**Your task**
Edit the entries below by replacing "Give coordinates as" with "Provide coordinates as" wherever it occurs, leaving every other character unchanged.

(Dataset entries)
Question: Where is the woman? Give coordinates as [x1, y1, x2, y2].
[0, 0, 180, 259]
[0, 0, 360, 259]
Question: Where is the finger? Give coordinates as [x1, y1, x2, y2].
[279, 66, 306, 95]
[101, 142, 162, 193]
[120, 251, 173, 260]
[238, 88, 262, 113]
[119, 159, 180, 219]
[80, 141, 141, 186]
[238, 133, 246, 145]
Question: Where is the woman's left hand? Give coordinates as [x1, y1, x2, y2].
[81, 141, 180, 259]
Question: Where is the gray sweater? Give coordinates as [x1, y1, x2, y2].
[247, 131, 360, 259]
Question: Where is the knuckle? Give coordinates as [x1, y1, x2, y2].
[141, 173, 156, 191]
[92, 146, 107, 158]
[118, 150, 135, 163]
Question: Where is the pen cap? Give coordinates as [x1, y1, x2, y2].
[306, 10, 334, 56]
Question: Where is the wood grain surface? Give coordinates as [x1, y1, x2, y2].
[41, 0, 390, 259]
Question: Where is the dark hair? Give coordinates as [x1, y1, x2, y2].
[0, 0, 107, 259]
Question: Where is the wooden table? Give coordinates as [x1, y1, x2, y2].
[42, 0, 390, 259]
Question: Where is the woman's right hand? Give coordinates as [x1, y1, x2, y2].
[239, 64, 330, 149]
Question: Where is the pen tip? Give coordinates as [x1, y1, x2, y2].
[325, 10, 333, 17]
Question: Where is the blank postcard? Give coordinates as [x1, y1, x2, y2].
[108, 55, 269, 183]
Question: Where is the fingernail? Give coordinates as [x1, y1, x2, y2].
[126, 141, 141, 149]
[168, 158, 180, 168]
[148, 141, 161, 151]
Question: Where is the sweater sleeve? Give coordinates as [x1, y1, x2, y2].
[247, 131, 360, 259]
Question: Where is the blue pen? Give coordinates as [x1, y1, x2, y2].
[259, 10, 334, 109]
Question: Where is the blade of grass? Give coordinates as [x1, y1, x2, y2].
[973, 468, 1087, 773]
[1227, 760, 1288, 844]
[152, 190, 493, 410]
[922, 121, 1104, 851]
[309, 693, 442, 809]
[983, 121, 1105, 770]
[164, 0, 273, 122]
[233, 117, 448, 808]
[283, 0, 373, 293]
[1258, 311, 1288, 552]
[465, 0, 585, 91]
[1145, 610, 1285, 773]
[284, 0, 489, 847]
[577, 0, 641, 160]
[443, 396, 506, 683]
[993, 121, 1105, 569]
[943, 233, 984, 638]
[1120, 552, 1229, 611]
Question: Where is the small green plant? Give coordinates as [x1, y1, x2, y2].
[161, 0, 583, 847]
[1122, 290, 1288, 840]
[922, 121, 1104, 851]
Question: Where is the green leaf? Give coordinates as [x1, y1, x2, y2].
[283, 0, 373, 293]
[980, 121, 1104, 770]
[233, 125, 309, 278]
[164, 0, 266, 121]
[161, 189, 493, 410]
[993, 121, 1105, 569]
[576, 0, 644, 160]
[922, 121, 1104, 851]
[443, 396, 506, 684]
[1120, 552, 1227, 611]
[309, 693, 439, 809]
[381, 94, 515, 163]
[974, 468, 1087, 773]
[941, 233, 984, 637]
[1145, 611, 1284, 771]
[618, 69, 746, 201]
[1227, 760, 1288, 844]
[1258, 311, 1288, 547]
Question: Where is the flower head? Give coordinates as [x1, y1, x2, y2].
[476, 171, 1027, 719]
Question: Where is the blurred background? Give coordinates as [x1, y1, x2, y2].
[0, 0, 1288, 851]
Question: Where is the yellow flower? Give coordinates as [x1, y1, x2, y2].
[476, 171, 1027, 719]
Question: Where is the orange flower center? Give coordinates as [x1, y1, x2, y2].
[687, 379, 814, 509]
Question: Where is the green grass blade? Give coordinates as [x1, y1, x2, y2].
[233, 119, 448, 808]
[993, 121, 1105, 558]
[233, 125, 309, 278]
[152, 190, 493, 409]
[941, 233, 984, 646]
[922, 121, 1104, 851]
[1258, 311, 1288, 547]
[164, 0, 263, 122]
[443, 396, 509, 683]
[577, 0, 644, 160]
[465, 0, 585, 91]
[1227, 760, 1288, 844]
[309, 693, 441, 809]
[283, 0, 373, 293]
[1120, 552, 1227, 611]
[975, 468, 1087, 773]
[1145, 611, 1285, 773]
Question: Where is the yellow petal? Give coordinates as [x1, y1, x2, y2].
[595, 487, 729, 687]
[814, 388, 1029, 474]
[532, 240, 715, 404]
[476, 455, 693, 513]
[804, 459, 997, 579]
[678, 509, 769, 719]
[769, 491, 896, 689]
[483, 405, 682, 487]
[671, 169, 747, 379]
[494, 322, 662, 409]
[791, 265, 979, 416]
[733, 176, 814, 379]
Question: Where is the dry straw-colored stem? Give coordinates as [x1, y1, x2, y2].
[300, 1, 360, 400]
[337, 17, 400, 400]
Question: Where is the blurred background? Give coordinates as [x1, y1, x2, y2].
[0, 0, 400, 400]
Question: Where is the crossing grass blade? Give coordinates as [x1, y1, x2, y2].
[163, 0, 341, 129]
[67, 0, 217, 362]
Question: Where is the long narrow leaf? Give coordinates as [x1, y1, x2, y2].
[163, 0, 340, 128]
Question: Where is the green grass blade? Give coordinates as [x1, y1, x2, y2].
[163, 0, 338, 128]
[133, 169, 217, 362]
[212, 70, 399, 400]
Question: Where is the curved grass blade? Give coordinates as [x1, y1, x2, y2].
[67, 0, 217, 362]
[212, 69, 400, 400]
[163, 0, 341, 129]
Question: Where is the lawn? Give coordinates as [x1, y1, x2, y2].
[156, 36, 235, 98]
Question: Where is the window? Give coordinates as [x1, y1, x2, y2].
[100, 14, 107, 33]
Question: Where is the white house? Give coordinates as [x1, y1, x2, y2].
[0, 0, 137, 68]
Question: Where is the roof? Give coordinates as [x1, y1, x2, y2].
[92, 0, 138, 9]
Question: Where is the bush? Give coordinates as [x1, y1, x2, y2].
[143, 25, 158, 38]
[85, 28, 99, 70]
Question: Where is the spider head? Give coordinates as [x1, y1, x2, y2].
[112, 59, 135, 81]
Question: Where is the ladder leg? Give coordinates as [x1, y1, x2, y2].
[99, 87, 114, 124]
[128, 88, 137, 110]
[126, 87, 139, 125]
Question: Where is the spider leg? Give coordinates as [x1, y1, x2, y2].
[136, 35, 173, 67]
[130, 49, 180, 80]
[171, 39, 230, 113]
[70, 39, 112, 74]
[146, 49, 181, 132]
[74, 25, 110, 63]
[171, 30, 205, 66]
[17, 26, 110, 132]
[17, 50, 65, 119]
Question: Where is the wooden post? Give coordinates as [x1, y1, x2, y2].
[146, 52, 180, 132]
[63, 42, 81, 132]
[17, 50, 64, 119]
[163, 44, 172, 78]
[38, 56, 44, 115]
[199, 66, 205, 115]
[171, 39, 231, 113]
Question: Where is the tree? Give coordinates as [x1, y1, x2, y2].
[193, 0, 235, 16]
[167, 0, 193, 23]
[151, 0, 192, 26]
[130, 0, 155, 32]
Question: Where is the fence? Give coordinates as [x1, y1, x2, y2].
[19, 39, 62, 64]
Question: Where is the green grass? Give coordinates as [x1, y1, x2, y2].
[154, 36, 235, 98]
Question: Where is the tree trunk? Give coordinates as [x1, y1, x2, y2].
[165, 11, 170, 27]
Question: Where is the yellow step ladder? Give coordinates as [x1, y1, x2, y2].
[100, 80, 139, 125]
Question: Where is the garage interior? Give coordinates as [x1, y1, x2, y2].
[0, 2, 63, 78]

**Answer to this task**
Question: Where is the woman? Provide coordinates as [x1, y1, x2, y2].
[0, 0, 180, 259]
[0, 0, 360, 259]
Question: Where is the finger? Provide coordinates as [x1, y1, x2, y2].
[279, 66, 306, 95]
[101, 142, 162, 193]
[120, 251, 173, 260]
[238, 88, 262, 113]
[119, 159, 180, 219]
[80, 141, 141, 186]
[238, 133, 246, 145]
Question: Where is the woman's left hand? Provide coordinates as [x1, y1, x2, y2].
[81, 141, 180, 259]
Question: Where is the gray sweater? Provide coordinates as [x1, y1, x2, y2].
[247, 131, 360, 259]
Question: Where is the knuckle? Provide coordinates as [x1, y1, x2, y2].
[141, 173, 156, 191]
[92, 146, 107, 158]
[118, 150, 135, 163]
Question: Where is the pen cap? Provide coordinates as [x1, y1, x2, y2].
[306, 10, 334, 56]
Question: Where is the wood grain surface? Provide coordinates as [x1, y1, x2, y2].
[41, 0, 390, 259]
Question: Where is the dark hair? Provide coordinates as [x1, y1, x2, y2].
[0, 0, 107, 259]
Question: Where is the wooden table? Provide coordinates as [x1, y1, x2, y2].
[42, 0, 390, 259]
Question: Where is the woman's right hand? Provide coordinates as [x1, y1, x2, y2].
[239, 64, 330, 149]
Question: Where is the pen tip? Provide coordinates as [x1, y1, x2, y2].
[325, 10, 333, 17]
Question: Where is the blank postcard? Provide coordinates as [x1, y1, x2, y2].
[108, 55, 269, 183]
Question: Where is the fingernail? Provide coordinates as [x1, y1, x2, y2].
[126, 141, 141, 149]
[168, 158, 180, 168]
[148, 141, 161, 151]
Question: Where is the sweater sleeve? Provide coordinates as [x1, y1, x2, y2].
[247, 131, 360, 259]
Question: Where is the blue pen? Provide coordinates as [x1, y1, x2, y2].
[259, 10, 334, 109]
Question: Where is the blade of grass? Provide coordinates as [x1, y1, x2, y2].
[973, 468, 1087, 773]
[1227, 760, 1288, 844]
[152, 190, 493, 410]
[922, 121, 1104, 851]
[309, 693, 442, 809]
[983, 121, 1105, 770]
[164, 0, 273, 122]
[233, 117, 448, 808]
[283, 0, 373, 293]
[1258, 311, 1288, 552]
[465, 0, 585, 91]
[1145, 610, 1285, 773]
[284, 0, 489, 847]
[577, 0, 641, 160]
[443, 396, 506, 683]
[993, 121, 1105, 569]
[943, 233, 984, 638]
[1120, 552, 1229, 611]
Question: Where is the small green plant? Provide coordinates as [x1, y1, x2, y2].
[161, 0, 583, 847]
[1122, 290, 1288, 840]
[922, 121, 1104, 851]
Question: Where is the green leaf? Provide coordinates as [x1, y1, x2, y2].
[283, 0, 373, 293]
[980, 121, 1104, 770]
[233, 125, 309, 278]
[164, 0, 266, 121]
[161, 189, 493, 410]
[993, 121, 1105, 569]
[576, 0, 644, 160]
[922, 121, 1104, 851]
[443, 396, 506, 684]
[1120, 552, 1227, 611]
[309, 693, 439, 809]
[381, 94, 515, 163]
[974, 468, 1087, 773]
[941, 233, 984, 637]
[1145, 611, 1284, 771]
[618, 69, 746, 201]
[1227, 760, 1288, 844]
[1258, 311, 1288, 547]
Question: Where is the flower head? Provide coordinates as [x1, y1, x2, y2].
[476, 171, 1027, 719]
Question: Where is the blurred background? Provide coordinates as [x1, y1, x2, y2].
[0, 0, 1288, 851]
Question: Where is the yellow flower? Provide coordinates as [x1, y1, x2, y2].
[476, 171, 1027, 719]
Question: Where is the orange flower center? Provide coordinates as [x1, y1, x2, y2].
[687, 379, 814, 509]
Question: Where is the green grass blade? Provide coordinates as [x1, y1, x2, y2].
[233, 119, 448, 808]
[993, 121, 1105, 558]
[233, 125, 309, 278]
[152, 190, 493, 409]
[941, 233, 984, 646]
[922, 121, 1104, 851]
[1258, 311, 1288, 547]
[164, 0, 263, 122]
[443, 396, 509, 683]
[577, 0, 644, 160]
[465, 0, 585, 91]
[1227, 760, 1288, 844]
[309, 693, 441, 809]
[283, 0, 373, 293]
[1120, 552, 1227, 611]
[975, 468, 1087, 773]
[1145, 611, 1285, 773]
Question: Where is the yellow petal? Provide coordinates as [x1, y1, x2, y2].
[595, 487, 729, 687]
[814, 388, 1029, 474]
[532, 240, 715, 404]
[476, 455, 693, 513]
[804, 459, 997, 579]
[678, 509, 769, 719]
[769, 491, 896, 689]
[483, 405, 682, 487]
[671, 169, 747, 379]
[494, 322, 662, 409]
[791, 265, 979, 416]
[733, 176, 814, 379]
Question: Where is the dry straw-colored stem? Provide coordinates as [x1, y1, x2, y2].
[300, 1, 360, 400]
[337, 17, 400, 400]
Question: Where is the blurred background? Provide coordinates as [x1, y1, x2, y2].
[0, 0, 400, 400]
Question: Where is the crossing grass blade? Provide coordinates as [x1, y1, x2, y2].
[163, 0, 341, 129]
[67, 0, 217, 362]
Question: Where is the long narrow leaf? Provide coordinates as [x1, y1, x2, y2].
[163, 0, 340, 128]
Question: Where is the green grass blade? Provide coordinates as [x1, y1, x2, y2].
[163, 0, 338, 128]
[133, 169, 217, 362]
[212, 70, 399, 400]
Question: Where is the curved grass blade? Provide coordinates as [x1, y1, x2, y2].
[67, 0, 217, 362]
[212, 69, 400, 400]
[163, 0, 341, 129]
Question: Where is the lawn? Provide coordinates as [x1, y1, x2, y2].
[156, 36, 235, 98]
Question: Where is the window? Provide coordinates as [x1, y1, x2, y2].
[100, 14, 107, 33]
Question: Where is the white house? Provide coordinates as [x1, y1, x2, y2].
[0, 0, 137, 68]
Question: Where is the roof? Provide coordinates as [x1, y1, x2, y2].
[92, 0, 138, 9]
Question: Where is the bush? Provide coordinates as [x1, y1, x2, y2].
[143, 25, 158, 38]
[85, 28, 99, 70]
Question: Where is the spider head? Provide coordinates as [x1, y1, x2, y2].
[112, 59, 135, 81]
Question: Where is the ladder leg? Provide coordinates as [x1, y1, x2, y2].
[99, 87, 114, 124]
[128, 88, 137, 110]
[126, 87, 139, 125]
Question: Where is the spider leg? Provide coordinates as [x1, y1, x2, y2].
[136, 35, 173, 67]
[130, 49, 180, 80]
[171, 39, 230, 113]
[70, 39, 112, 74]
[146, 49, 181, 132]
[74, 25, 110, 63]
[171, 30, 205, 66]
[17, 26, 110, 132]
[17, 50, 65, 119]
Question: Where is the wooden post? Provide coordinates as [x1, y1, x2, y2].
[146, 52, 180, 132]
[63, 42, 81, 132]
[17, 50, 64, 119]
[163, 44, 172, 78]
[38, 56, 44, 115]
[199, 66, 205, 115]
[171, 39, 231, 113]
Question: Where is the tree? Provide coordinates as [x1, y1, x2, y2].
[193, 0, 235, 16]
[167, 0, 193, 23]
[151, 0, 192, 26]
[130, 0, 155, 32]
Question: Where is the fence? Provide coordinates as [x1, y1, x2, y2].
[19, 39, 62, 64]
Question: Where is the green grass? Provide coordinates as [x1, y1, x2, y2].
[154, 36, 235, 98]
Question: Where is the tree trunk? Provide coordinates as [x1, y1, x2, y2].
[165, 11, 170, 27]
Question: Where is the yellow step ladder? Provide coordinates as [x1, y1, x2, y2].
[100, 80, 139, 125]
Question: Where is the garage interior? Provide coordinates as [x1, y1, x2, y2].
[0, 2, 63, 78]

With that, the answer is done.